Companion Animal Clinic, School of Veterinary Medicine, Aristotle University of Thessaloniki, Thessaloniki, Greece

MeSH keywords:
conscious sedation, dog, gastric dilatation, neoplasms

Abstract

A 7–year–old Doberman pincher dog was presented for the second scheduled chemotherapy session due to intranasal squamous cell carcinoma. The dog was sedated with dexmedetomidine and butorphanol due to an aggressive behaviour. During sedation, the patient was presented with gastric dilatation which was confirmed radiographically. Emergency gastric decompression was performed and following the stabilization of the patient, chemotherapy was administered. The dog recovered uneventfully.

Introduction

Rapid accumulation of gas in the stomach could lead to gastric dilatation (GD) with or without malposition. Rotation of the dilated stomach has been described in dogs as Gastric Dilation–Volvulus (GDV) syndrome (Monnet 2003). Acute GD and GDV constitute life–threatening conditions, as the dilated stomach compromises normal ventilation and compresses caudal vena cava leading to cardiovascular shock and collapse (Tivers & Brockman 2009).

  The aetiology and pathophysiology of the GDV syndrome is not yet completely understood. However, investigation and understanding of the potential risk factors could contribute to the syndrome prevention. To date, many dietary, environmental and canine specific risk factors have been identified, with the most important being: breed predisposition, large and giant breeds (Glickman et al. 2000a, Glickman et al. 2000b), food ingredients (Raghavan et al. 2006) and consumption of large quantity of food once daily (Glickman et al. 2000b, Raghavan et al. 2004), older age (Elwood 1998, Theyse et al. 1998), having a first degree relative with a history of GDV (Glickman et al. 2000a), gastric foreign body (de Battisti et al. 2012), pre-existing inflammatory bowel disease (Braun et al. 1996), and history of splenectomy (Sartor et al. 2013). Aggression and fearfulness (Pipan et al. 2012) as well as aerophagia (Elwood 1998) have also been associated with an increased risk of GDV.

  Canine intranasal squamous cell carcinoma is an uncommon malignancy (1-2% of all canine tumours) with low metastatic potential and poor prognosis for complete regression of the malignancy (Withrow et al. 2013, Woodruff et al. 2019).

  The purpose of the present report was to describe history, signalment, clinical signs and physical examination findings, diagnosis, treatment and follow up of a dog that showed gastric dilatation during sedation for chemotherapy administration for the management of intranasal malignancy.

■ Assigned task 1
Answer these questions from the veterinary case report, one line each:
(a) Which two drugs were used to sedate the dog?
(b) What share of all canine tumors does intranasal squamous cell carcinoma account for?
(c) Which two behavioral traits does the report link to an increased risk of GDV, citing Pipan et al. 2012?
■ Assigned task 2
Resume the veterinary case report after its statement of purpose.
The rows are separate material with no connection to the veterinary case report.

(Stored records)
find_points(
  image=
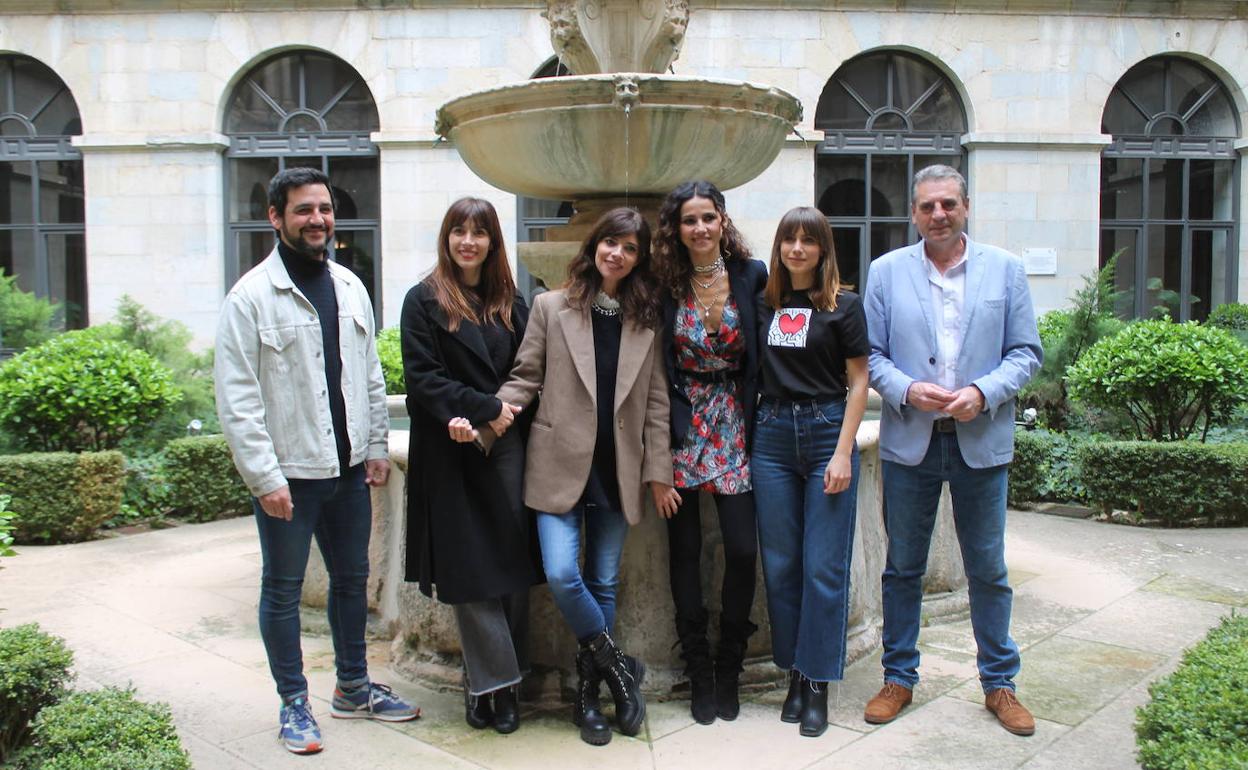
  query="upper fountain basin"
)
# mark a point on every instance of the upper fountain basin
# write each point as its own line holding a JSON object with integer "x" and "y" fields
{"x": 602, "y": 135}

■ Final answer 1
(a) Dexmedetomidine and butorphanol
(b) 1-2%
(c) Aggression and fearfulness

■ Final answer 2
Description

A 7–year–old intact female Doberman pincher dog, presented for the second scheduled chemotherapy session due to an intranasal malignancy. Clinical signs and physical examination findings on presentation included epistaxis, exophthalmos of the right eye, facial malformation of the right side and enlargement of the right mandibular lymph node. Cytologic examination of fine needle aspirates or smears and histologic examination of biopsy obtained from the lesions had revealed squamous cell carcinoma of the right nasal cavity and periorbital area with metastasis on the right mandibular lymph node. Treatment protocol included piroxicam (Felden, Pfizer, USA) 0.3 mg kg^-1 orally once daily and carboplatin (Carboplantin/ Ebewe, Pharmanel Pharmaceuticals, Greece) 275 mg m^-2 intravenously (IV) every 3 weeks.

  On the appointment for the second chemotherapy, the dog appeared bright and alert. The dog had been fasted for 12 hours. Body weight was 28 kg with a body condition score of 4/9. Epistaxis had resolved over the previous 10 days. Physical examination was not possible because of an aggressive behaviour. Tachypnoea and mild inspiratory dyspnoea were noticed, without signs of discomfort. Sedation was performed for clinical examination and chemotherapy.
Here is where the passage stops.